[Given records]
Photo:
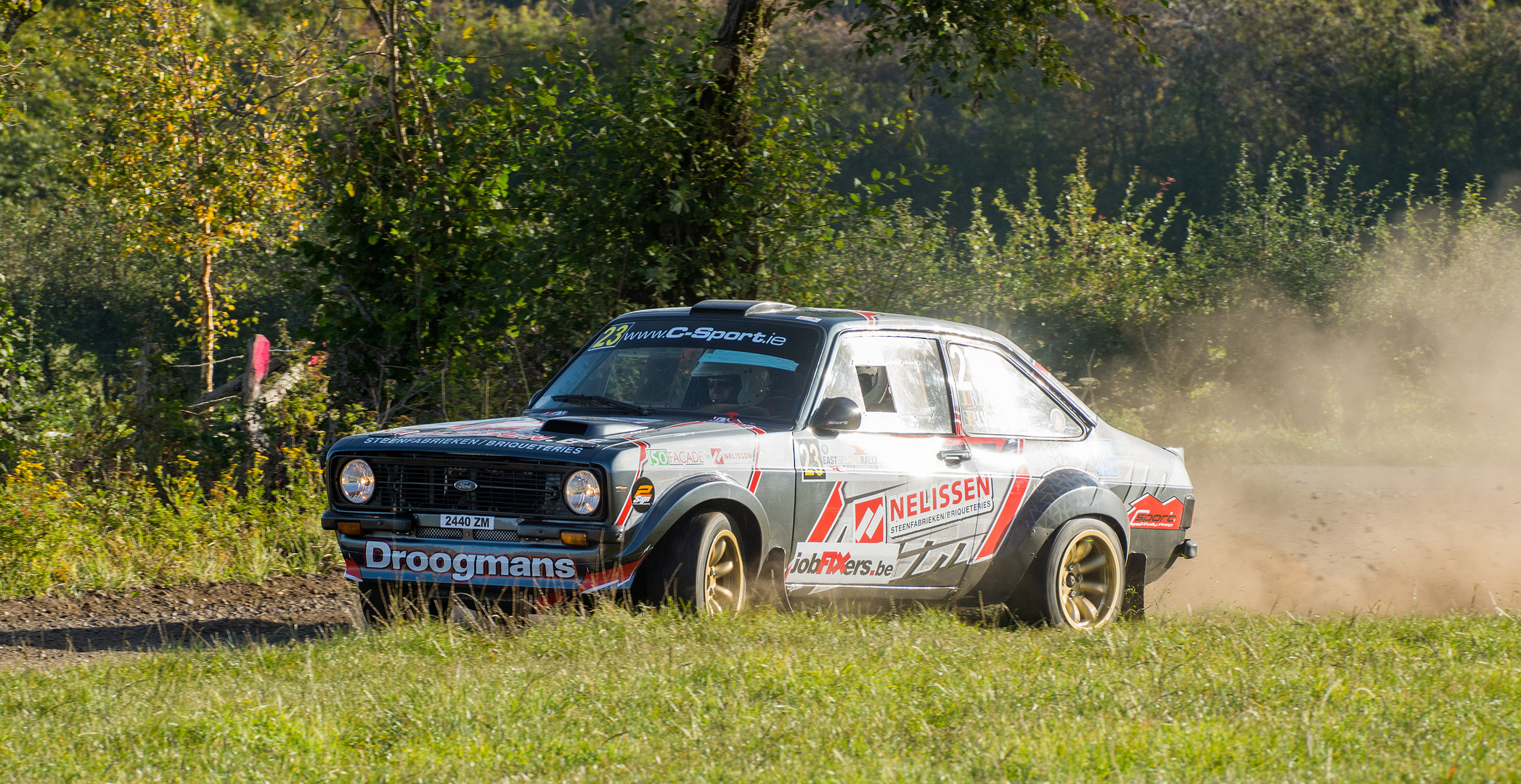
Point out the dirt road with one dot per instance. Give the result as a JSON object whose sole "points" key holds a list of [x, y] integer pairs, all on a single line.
{"points": [[1305, 540], [70, 629]]}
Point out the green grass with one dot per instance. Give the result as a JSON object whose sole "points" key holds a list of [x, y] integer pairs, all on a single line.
{"points": [[794, 698], [68, 536]]}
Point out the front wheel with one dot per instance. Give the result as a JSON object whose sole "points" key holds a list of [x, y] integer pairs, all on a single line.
{"points": [[1082, 576], [698, 565]]}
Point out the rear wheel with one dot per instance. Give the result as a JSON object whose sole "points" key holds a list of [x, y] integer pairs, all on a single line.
{"points": [[1080, 576], [700, 565]]}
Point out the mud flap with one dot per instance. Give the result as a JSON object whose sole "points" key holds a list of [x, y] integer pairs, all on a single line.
{"points": [[1133, 603]]}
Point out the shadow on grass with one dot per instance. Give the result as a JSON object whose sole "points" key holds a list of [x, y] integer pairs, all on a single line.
{"points": [[143, 637]]}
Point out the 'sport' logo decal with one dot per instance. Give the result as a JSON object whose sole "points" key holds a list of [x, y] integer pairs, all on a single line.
{"points": [[1151, 513]]}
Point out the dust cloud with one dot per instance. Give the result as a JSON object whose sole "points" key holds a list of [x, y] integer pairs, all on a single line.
{"points": [[1368, 465]]}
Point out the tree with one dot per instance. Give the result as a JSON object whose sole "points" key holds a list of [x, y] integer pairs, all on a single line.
{"points": [[12, 15], [197, 142]]}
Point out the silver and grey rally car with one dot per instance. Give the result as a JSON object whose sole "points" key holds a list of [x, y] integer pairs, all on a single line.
{"points": [[740, 449]]}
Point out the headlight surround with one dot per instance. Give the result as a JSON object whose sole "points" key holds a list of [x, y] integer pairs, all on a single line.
{"points": [[356, 482], [583, 493]]}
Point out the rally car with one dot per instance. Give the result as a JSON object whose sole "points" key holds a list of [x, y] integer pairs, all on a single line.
{"points": [[732, 450]]}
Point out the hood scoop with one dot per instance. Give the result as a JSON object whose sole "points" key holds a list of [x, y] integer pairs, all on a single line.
{"points": [[589, 426]]}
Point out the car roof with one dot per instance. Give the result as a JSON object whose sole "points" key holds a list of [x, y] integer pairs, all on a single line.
{"points": [[844, 319], [831, 319]]}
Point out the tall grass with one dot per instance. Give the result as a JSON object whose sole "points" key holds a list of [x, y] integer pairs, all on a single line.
{"points": [[793, 698], [70, 535]]}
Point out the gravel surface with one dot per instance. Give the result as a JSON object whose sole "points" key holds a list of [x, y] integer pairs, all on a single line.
{"points": [[51, 629]]}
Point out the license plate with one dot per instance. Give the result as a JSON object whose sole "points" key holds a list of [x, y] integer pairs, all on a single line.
{"points": [[465, 521]]}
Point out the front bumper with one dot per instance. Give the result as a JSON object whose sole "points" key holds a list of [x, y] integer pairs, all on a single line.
{"points": [[481, 564]]}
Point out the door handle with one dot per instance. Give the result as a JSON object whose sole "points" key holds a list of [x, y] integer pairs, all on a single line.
{"points": [[954, 456]]}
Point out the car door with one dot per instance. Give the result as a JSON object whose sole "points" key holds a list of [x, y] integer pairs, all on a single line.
{"points": [[893, 505], [1018, 433]]}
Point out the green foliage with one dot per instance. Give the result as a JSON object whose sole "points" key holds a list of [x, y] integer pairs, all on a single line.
{"points": [[17, 379], [419, 260], [1305, 240], [1403, 87], [974, 46], [782, 698], [70, 535]]}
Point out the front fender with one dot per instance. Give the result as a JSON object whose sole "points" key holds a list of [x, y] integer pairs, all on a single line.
{"points": [[1059, 497], [680, 499]]}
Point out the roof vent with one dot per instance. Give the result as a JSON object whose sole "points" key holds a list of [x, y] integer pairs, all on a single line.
{"points": [[738, 307]]}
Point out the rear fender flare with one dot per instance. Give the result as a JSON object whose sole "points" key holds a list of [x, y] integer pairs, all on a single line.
{"points": [[1059, 497], [677, 500]]}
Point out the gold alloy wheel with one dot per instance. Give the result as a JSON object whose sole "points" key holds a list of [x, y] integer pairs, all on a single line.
{"points": [[725, 579], [1090, 581]]}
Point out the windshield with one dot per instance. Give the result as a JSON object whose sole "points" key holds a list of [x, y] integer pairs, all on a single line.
{"points": [[691, 365]]}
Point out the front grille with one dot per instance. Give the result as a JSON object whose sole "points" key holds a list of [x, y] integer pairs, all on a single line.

[Written exercise] Revise the data above so that each "one dot per instance" becomes "a single dot for each instance", with everything else left unchanged. Omit the pictures from your answer.

[Task output]
Photo:
Point out the dirt road with a single dot for each instance. Give the result as a JSON object whose sole "points" key holds a list of [x, y] integer pairs, all on a single line.
{"points": [[1305, 540], [70, 629]]}
Point out the green grass with a single dot for each instance. Give the result as a JSON object whose sole "points" key holds a list of [x, y] integer pairs, all on a single line.
{"points": [[794, 698], [68, 536]]}
Point out the front wheel with a single dot for each instance. Give the result as a JSON object whose sole "points" key holds a list of [x, y] integer pairs, all on a single line.
{"points": [[1082, 576], [698, 565]]}
Point out the rear wheel with a single dot for each instance. Give the result as a JSON object whose sole "points" key holds a list of [x, y] integer pairs, all on a single line.
{"points": [[1080, 576], [700, 565]]}
Point out the mud flap with a single dot for each instance. Give the result as a JSON object whose sole "points" key holds a list of [x, y] integer pairs, all on a single line.
{"points": [[1133, 603]]}
Point out the shadow on grass with a single dot for each instance. Give the result as a JSON object whose sole "points" key holds a list of [x, y] integer pairs, all on a single line.
{"points": [[143, 637]]}
Point out the 'sport' logo decal with a single dot for each instance. Give the result as a JSON object whose sole "points" key holds a list of [x, y] integer pairs, all on a single line.
{"points": [[1151, 513]]}
Point out the dust cloud with a single dot for each instance. Give the result as a JSON object whose sole "points" key holds a list of [x, y] integer pairs, all on a single line.
{"points": [[1368, 465]]}
Point out the tree with a single dot for each instance. Give the result as a JSON object whose sole "points" key holds a list of [x, y] integer pairs, all on a single line.
{"points": [[12, 15], [197, 142]]}
Point out the silver and grey rally car with a single dot for each instance. Give the result as a JSON object whose sole "points" key holds a list of [x, y] integer pairs, all on a single line.
{"points": [[740, 449]]}
Point out the headlight surround with a single dot for each instance. Give the result as a JSON object whose sole "points" key holds a list of [x, y] integer pairs, all on a single line.
{"points": [[356, 482], [583, 493]]}
Point out the rally car with a single dot for each instance. Give the result as a JSON object whose sole "points" key holds a list of [x, y] integer pairs, all on a single line.
{"points": [[732, 450]]}
Point out the hood scoop with a single dot for each instance. Give the result as a JSON object whose sole "points" key holds a list of [x, y] integer pairs, all on a single line.
{"points": [[589, 426]]}
Point out the car roof with a single dot for each instance. Give the result as a JSON object whose sole "points" key holds a list of [x, y] integer pairs, all on a single line.
{"points": [[844, 319], [831, 319]]}
Point out the tall grass with a single dot for each instance. Give the result as a JSON object whose sole "points" key holds a list of [x, y] integer pairs, all on a single line.
{"points": [[793, 698], [70, 535]]}
Point out the gravel surface with a single dot for each instance. Give the result as a JSON object whose sole "points" key holds a list of [x, y] integer pairs, all on a single line.
{"points": [[51, 629]]}
Point out the license plate with a single dot for each instance. Give the result as a JSON object whose sole "points" key holds a list of [x, y] integer pairs, all on a single line.
{"points": [[465, 521]]}
Point out the front bumper with a single dot for each instance. Give the result as a JSON object whose sole "points" key holds a list of [x, y] integer pairs, all on a single line.
{"points": [[481, 564]]}
Point out the door handle with a single dot for each instance. Give the result as a JSON object whose sole "points" key holds a list of [x, y] integer pairs, all on a single line.
{"points": [[954, 456]]}
Point out the car door with a single dot for each instance. Give the result as a JSON object whose sole "points" key holds a list of [x, y] integer pairs, all on a single line.
{"points": [[893, 505], [1018, 433]]}
Point out the green foliage with a single dot for each instance. Give the result as a JSON object whose sole "points" key holds a list of [x, y] integer pairs, all on a single line.
{"points": [[17, 379], [419, 260], [1305, 240], [1403, 87], [974, 46], [782, 698], [70, 535]]}
Point out the front fender with a single dot for each instance. Give the result as a JSON object whose sole "points" key holds a list of [x, y] integer pairs, all on a single line.
{"points": [[1059, 497], [680, 499]]}
Point out the roof vent with a single dot for each instance. Give the result as a JSON object whose sole "points" key holds a list of [x, y] integer pairs, all on a single line.
{"points": [[738, 307]]}
Point out the rear fender flare with a single dot for each instance. Give the result as a JSON object whose sole "points" key holds a list of [x, y] integer pairs, all on a single line.
{"points": [[1059, 497], [677, 500]]}
Point out the gold alloy wheel with a single dot for each instance. Give the result as a JSON object whose sole "points" key holds a list of [x, y] integer pairs, all on a single line.
{"points": [[725, 579], [1090, 581]]}
Point out the windshield with a single dot for each instance. Give the result as a JSON object whose sole "points" key holds a list of [x, y] integer pairs, all on a single line.
{"points": [[691, 365]]}
Point out the front grille with a single dot for each instance. Give the result as a JSON object whose sole "points" key holds a list of [x, y] integer pairs, all on a single line.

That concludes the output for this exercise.